## begin
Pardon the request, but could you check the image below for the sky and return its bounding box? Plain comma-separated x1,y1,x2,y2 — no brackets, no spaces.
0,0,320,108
## end
## begin
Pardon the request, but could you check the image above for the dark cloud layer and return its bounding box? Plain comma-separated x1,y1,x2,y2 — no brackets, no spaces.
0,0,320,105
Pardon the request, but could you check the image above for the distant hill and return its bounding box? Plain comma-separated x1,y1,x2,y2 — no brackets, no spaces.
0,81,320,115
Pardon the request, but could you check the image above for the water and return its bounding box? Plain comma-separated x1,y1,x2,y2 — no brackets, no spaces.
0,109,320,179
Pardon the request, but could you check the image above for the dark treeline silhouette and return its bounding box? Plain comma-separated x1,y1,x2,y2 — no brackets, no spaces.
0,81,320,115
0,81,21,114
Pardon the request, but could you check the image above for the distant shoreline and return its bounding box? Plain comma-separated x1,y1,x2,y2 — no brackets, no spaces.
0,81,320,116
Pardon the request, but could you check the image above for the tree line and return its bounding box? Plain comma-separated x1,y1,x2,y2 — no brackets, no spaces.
## end
## begin
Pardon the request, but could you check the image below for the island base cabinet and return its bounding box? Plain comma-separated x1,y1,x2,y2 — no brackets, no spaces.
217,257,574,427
## end
▸ **Problem statement**: Output the listing lines as a JSON list of strings, one string per line and no blank lines. Start at the line containing "the dark treeline" and end with the line containing "for the tree", including both.

▸ **Correct answer**:
[
  "Pardon the request, but could you check the image above for the dark treeline silhouette and return its bounding box? Plain comma-separated x1,y1,x2,y2 — no brackets, no spaces.",
  "0,81,320,115",
  "0,81,21,114",
  "Pardon the request, but could you check the image above for the distant shoreline and return its bounding box? Plain comma-separated x1,y1,x2,y2 — no brackets, no spaces.",
  "0,81,320,116",
  "Pardon the request, but could you check the image above for the tree line and return its bounding box? Plain comma-separated x1,y1,x2,y2 — no brackets, no spaces."
]